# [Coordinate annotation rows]
★ ★ ★
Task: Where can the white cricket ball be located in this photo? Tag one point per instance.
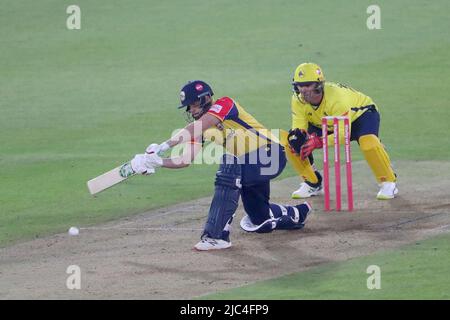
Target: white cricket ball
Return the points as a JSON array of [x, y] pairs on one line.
[[73, 231]]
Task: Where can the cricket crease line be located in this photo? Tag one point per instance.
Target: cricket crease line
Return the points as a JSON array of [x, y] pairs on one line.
[[151, 217], [142, 229]]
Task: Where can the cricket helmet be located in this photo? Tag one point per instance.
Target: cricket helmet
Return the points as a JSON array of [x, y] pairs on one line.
[[308, 73], [195, 90]]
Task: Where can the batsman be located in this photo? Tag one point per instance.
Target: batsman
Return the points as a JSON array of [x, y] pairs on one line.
[[253, 156], [314, 98]]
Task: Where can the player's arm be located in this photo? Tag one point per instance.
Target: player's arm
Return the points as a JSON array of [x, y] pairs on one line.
[[190, 152], [299, 120], [193, 130]]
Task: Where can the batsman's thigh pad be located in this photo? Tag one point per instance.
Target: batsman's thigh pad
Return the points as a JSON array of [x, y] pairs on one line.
[[377, 158], [225, 199], [255, 199], [266, 226]]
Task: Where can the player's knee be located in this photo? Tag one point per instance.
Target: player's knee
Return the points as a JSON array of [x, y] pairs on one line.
[[369, 142]]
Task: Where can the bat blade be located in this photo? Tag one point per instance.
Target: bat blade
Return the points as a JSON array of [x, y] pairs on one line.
[[107, 180]]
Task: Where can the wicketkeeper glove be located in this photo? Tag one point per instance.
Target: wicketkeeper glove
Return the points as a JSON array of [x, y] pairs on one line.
[[312, 142]]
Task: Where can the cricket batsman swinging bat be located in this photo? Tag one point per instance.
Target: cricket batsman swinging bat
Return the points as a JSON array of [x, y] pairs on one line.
[[110, 178]]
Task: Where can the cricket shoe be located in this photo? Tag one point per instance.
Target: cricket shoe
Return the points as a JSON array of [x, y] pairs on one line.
[[212, 244], [387, 191]]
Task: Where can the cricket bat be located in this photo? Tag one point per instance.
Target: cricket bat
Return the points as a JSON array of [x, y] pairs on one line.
[[110, 178]]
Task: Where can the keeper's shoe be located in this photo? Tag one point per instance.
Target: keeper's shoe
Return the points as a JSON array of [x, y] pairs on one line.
[[212, 244], [387, 191], [307, 191]]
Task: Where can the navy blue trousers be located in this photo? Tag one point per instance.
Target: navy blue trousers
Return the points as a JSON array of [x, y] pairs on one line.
[[255, 192]]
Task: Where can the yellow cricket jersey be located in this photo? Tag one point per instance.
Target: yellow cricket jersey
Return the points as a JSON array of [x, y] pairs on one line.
[[338, 100], [239, 132]]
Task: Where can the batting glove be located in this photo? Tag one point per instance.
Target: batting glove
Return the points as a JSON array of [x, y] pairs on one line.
[[158, 149], [139, 164], [312, 142], [152, 160]]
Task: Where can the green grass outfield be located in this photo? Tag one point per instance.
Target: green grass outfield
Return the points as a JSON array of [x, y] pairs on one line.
[[416, 271], [74, 104]]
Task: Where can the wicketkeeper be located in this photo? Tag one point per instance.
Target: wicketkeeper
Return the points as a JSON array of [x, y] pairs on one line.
[[313, 99], [253, 157]]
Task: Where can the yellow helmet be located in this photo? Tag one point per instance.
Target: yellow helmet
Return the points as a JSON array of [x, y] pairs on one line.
[[308, 72]]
★ ★ ★
# [The task]
Copy the rows word for word, starting at the beginning and ending with the line that contains "[[308, 73], [195, 90]]". Include that final line, and leave any pictures out of your copy.

# [Task response]
Task: Where can the white cricket ball be located in this photo? Tag one point per instance.
Target: white cricket ball
Return the points as a JSON array of [x, y] pairs on one line.
[[73, 231]]
Task: Where can the cricket crease line be located in this photo? Tag one point per instance.
Target: cricket crease line
Return the points as a JSON array of [x, y] pairs on one line.
[[151, 217], [142, 229]]
Task: Where can the cricket helmet be located in this photo? Tag one point per instance.
Target: cricket helmet
Return the points as a JSON array of [x, y] pairs on one line.
[[308, 73], [195, 90]]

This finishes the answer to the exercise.